### Your goal
Drop the pictures and repeat the remaining data exactly.
Start of Data to use
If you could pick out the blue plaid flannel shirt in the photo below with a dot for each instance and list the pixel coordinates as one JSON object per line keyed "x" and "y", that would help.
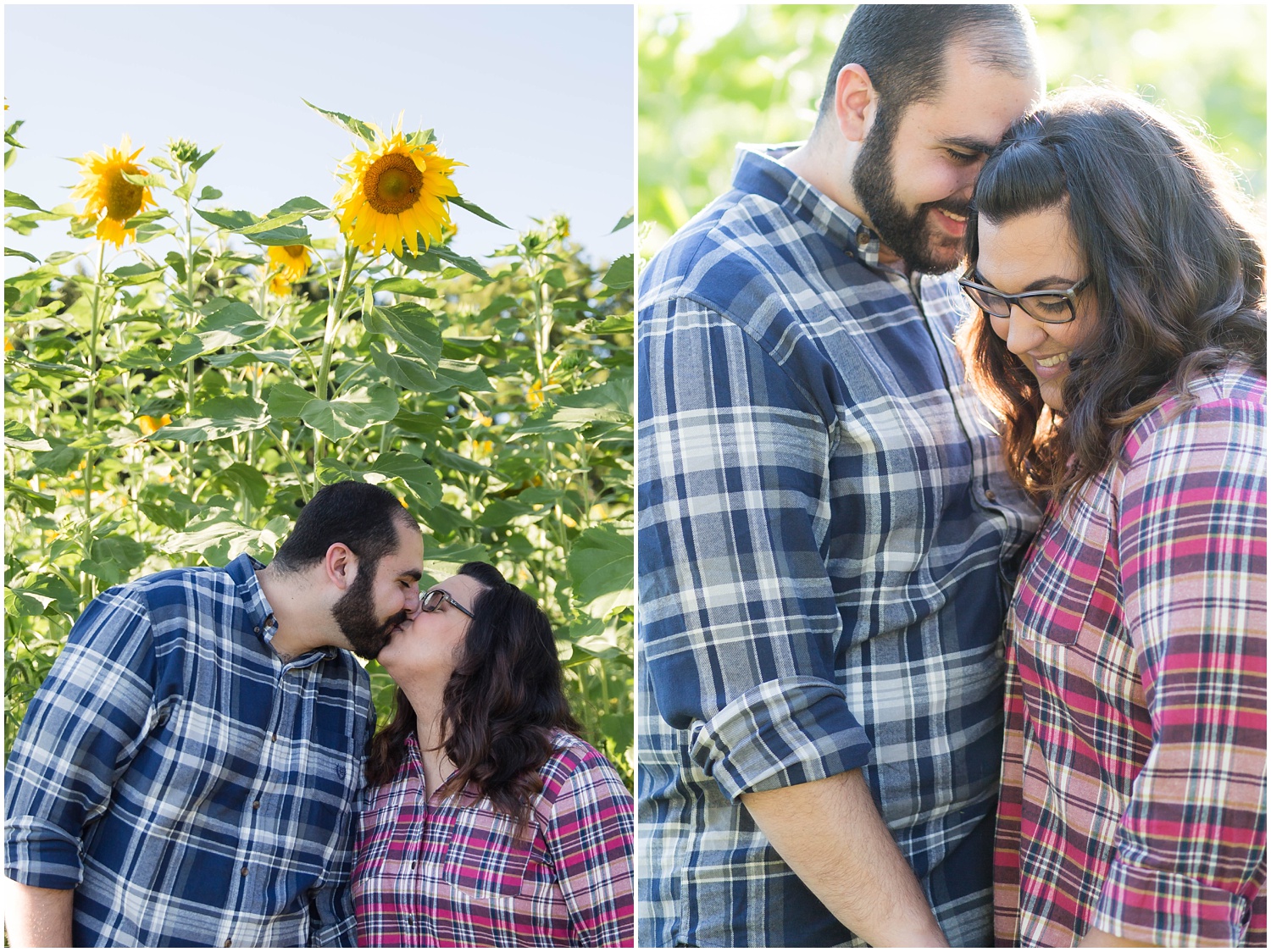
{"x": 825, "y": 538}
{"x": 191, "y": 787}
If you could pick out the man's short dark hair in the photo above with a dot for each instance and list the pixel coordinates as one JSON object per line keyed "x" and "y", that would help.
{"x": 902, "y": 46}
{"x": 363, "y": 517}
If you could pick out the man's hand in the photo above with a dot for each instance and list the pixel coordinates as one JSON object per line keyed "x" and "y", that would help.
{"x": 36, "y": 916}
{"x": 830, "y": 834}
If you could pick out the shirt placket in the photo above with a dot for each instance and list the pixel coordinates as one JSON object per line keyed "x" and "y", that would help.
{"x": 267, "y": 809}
End of Data to use
### Response area
If you could pick out the blue plaid flannel shirt in the photo below with a dot for each instance and list the pixel coordinates as one JSON object per line keyed "x" and "y", that would help.
{"x": 825, "y": 538}
{"x": 191, "y": 787}
If you could pick out the man's short dark hair in the photo above with a dot for each instance and list the pixel coordinates as one JSON object per line keyed "x" and "y", that would help.
{"x": 902, "y": 46}
{"x": 363, "y": 517}
If you could pick out the man's hand in the photo above with a dot for each instance and list the pixel coordinates as one JSON object per line keyed "x" and "y", that would help.
{"x": 36, "y": 916}
{"x": 830, "y": 834}
If you could pick out the shirt placket in the photo above with a dot for each instance and list the pixel coordinates as one JSON object per line keyed "x" and "y", that would help.
{"x": 267, "y": 809}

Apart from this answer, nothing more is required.